§ **Action item**: Look through the material beneath and copy each line with the word "below".

§ **Data for this exercise**:
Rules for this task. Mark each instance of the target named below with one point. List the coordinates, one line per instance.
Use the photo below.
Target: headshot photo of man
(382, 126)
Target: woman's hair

§ **Solved exercise**:
Rules for this task. Mark each instance of the target named below with one point. List the coordinates, one line per instance.
Use the photo below.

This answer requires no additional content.